Remark 1. The $\mathcal{H}_{\infty}$ norm from $w$ to $y_{1}$ represents a level of disturbance attenuation of the closed-loop system. In particular, using (3) recursively we can obtain the following dissipation inequality that holds for all $t\in\mathbb{N}$ :

\sum_{i=0}^{t}\|y_{1}(i)\|^{2}\leq\gamma^{2}\sum_{i=0}^{t}\|w(i)\|^{2}+x(0)^{\top}Px(0)

(38)

and this indicates that the $\l_{2}$ -gain from disturbance $w$ to output $y_{1}$ is bounded by $\gamma$ . Because (20) maximizes $\eta>0$ , which is equivalent to minimizing $\gamma=\eta^{-1/2}$ , the obtained controller seeks to maximize disturbance attenuation while satisfying the time-domain constraints in (2).

Remark 2. Differently from many other robust control formulations that assume set-bounded disturbances (i.e., $w(t)\in\mathbb{W}$ for some known set bound $\mathbb{W}$ and for all $t\in\mathbb{N}$ ), our formulation (20) enforces constraints for disturbance inputs that have bounded total energy where the energy can be distributed arbitrarily over time (i.e., $\sum_{t=0}^{\infty}\|w(t)\|^{2}\leq\sigma_{0}$ ). This total energy model is particularly suitable for modeling transient disturbances such as wind gusts in aircraft flight control or wind turbine control, power outages in power systems, temporary actuator or sensor failures, etc. Such disturbances occur infrequently and typically last a short period of time (as compared to persistent disturbances), but they can have a significant magnitude. Meanwhile, predicting exactly when they will occur can be difficult or impossible. In such a case, on the one hand, our formulation based on a total energy disturbance model may lead to a less conservative solution (hence, better performance) than those assuming a set bound at all times; on the other hand, estimating/predicting an energy bound for such transient disturbance events using historic data and/or real-time information (such as weather conditions) is possible in many applications. In what follows we assume a mechanism that is able to forecast an energy bound for future disturbances is available. Treating set-bounded persistent disturbances is left for future research.

========================

**TASKS TO COMPLETE:**
a: Answer these from the passage on disturbance attenuation in control:
(i) What does the $\mathcal{H}_{\infty}$ norm from $w$ to $y_{1}$ represent?
(ii) Which transient disturbances does the passage name as suited to the total energy model?
(iii) What does the passage leave for future research?
b: Write the next part of the passage on disturbance attenuation in control, picking up after its final sentence.

========================

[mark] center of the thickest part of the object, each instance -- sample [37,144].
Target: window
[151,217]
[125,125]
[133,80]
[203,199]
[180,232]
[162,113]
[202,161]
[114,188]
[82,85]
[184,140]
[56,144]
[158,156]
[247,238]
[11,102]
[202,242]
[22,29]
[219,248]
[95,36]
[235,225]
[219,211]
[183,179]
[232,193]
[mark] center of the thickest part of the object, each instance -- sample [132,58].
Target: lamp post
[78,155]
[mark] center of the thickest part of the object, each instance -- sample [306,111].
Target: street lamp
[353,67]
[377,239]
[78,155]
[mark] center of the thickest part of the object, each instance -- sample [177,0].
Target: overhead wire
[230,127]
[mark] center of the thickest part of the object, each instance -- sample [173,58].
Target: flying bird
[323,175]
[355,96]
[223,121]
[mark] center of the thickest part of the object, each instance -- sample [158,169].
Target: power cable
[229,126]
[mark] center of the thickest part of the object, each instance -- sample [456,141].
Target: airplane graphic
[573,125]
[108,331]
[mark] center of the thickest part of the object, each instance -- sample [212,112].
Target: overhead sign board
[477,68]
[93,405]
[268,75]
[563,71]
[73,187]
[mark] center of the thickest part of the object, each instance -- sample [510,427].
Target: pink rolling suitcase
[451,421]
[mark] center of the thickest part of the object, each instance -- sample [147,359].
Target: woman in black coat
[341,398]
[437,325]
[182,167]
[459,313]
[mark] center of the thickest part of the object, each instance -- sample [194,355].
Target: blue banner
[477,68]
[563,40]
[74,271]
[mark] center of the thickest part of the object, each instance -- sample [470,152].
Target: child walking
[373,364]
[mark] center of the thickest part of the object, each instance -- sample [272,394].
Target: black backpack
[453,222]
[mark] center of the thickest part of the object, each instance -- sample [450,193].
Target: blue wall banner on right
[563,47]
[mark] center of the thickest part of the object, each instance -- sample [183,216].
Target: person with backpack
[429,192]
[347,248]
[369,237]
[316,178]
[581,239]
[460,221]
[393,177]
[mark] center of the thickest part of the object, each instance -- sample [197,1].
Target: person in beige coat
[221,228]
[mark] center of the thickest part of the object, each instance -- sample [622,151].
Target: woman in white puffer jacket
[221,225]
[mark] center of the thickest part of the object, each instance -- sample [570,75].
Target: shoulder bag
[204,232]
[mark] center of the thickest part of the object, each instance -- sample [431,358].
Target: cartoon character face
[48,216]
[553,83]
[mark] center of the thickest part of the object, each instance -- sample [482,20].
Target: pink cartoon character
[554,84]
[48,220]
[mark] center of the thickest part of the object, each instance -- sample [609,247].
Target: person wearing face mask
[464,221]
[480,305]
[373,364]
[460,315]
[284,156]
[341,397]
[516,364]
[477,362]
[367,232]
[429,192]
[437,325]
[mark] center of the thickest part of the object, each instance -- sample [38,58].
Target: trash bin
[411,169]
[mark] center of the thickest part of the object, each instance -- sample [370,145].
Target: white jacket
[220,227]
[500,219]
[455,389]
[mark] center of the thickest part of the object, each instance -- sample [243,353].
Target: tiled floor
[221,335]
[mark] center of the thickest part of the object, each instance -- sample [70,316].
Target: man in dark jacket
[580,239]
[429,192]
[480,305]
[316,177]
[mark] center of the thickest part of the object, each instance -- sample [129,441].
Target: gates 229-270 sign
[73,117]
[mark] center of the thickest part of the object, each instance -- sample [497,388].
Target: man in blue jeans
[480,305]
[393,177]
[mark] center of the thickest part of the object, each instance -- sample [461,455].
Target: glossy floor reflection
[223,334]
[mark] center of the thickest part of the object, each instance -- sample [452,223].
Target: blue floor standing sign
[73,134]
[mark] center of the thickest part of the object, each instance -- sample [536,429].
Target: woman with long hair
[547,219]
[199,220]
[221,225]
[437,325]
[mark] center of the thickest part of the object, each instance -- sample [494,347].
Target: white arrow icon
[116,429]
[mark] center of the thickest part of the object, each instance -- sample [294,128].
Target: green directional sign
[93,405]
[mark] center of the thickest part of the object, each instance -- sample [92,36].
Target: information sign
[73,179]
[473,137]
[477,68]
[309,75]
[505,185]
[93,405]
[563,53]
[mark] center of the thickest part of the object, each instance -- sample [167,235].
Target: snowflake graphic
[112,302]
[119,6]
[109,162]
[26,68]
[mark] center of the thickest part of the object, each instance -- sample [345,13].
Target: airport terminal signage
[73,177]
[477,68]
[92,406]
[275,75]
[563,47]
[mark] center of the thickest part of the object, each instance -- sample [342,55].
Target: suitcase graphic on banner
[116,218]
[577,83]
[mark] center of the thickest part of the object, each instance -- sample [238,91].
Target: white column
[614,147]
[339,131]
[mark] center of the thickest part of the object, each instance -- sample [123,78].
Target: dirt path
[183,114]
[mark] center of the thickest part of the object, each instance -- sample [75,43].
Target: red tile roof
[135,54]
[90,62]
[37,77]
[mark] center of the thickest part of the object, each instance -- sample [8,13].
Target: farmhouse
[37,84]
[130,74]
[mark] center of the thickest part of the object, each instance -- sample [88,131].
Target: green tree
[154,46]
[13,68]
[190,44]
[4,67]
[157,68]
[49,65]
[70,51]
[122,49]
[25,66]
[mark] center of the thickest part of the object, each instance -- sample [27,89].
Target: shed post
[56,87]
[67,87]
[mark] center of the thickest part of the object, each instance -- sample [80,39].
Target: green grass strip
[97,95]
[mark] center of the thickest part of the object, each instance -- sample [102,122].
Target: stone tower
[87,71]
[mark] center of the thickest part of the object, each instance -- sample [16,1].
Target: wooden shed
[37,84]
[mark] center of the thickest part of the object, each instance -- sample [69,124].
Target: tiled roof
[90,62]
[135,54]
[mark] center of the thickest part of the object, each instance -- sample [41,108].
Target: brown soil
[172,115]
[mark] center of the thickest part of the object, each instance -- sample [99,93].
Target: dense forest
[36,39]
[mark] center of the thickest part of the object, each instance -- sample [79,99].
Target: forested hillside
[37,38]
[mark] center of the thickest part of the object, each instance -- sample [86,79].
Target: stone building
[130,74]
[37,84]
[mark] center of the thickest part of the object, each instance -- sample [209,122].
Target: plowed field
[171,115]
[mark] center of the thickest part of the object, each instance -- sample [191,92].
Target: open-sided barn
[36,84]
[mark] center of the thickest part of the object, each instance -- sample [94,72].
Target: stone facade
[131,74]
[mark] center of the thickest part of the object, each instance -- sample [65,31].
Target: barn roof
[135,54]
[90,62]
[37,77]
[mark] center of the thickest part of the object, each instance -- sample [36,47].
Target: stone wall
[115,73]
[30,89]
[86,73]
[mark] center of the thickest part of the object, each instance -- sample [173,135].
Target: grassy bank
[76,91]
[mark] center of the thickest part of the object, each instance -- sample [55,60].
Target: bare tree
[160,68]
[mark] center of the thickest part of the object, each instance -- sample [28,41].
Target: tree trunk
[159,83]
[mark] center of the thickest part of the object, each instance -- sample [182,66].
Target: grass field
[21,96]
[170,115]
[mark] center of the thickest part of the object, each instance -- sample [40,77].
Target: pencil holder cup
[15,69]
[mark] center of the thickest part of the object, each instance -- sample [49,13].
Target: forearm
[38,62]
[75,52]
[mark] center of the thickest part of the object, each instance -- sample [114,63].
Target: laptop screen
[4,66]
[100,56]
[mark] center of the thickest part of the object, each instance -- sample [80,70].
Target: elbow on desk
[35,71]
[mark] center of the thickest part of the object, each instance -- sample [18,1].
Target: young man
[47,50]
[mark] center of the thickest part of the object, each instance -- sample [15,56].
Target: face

========================

**RESPONSES TO THE EXERCISE:**
a:
(i) A level of disturbance attenuation of the closed-loop system.
(ii) Wind gusts in aircraft flight control or wind turbine control, power outages in power systems, and temporary actuator or sensor failures.
(iii) Treating set-bounded persistent disturbances.

b:
4 Moving-Horizon Control

We now consider a strategy for implementing the control developed in Section 3 in a moving-horizon manner: At each time $t\in\mathbb{N}$ , one solves (20) with the current system state as the initial condition $x(0)$ in (20d) for a feedback gain $K_{t}$ and uses the control $u(t)=K_{t}x(t)$ over one time step. This way, the feedback gain becomes adaptive to system state and the control becomes nonlinear, possibly leading to improved performance while satisfying constraints. However, this simple implementation may fail to guarantee stability and disturbance attenuation, as discussed in [3, 4]. To recover a disturbance attenuation guarantee, following the strategy of [3, 4], we consider the following inequality:

x(t)^{\top}P_{t}x(t)-x(t)^{\top}P_{t-1}x(t)\leq\Delta_{t}

(39)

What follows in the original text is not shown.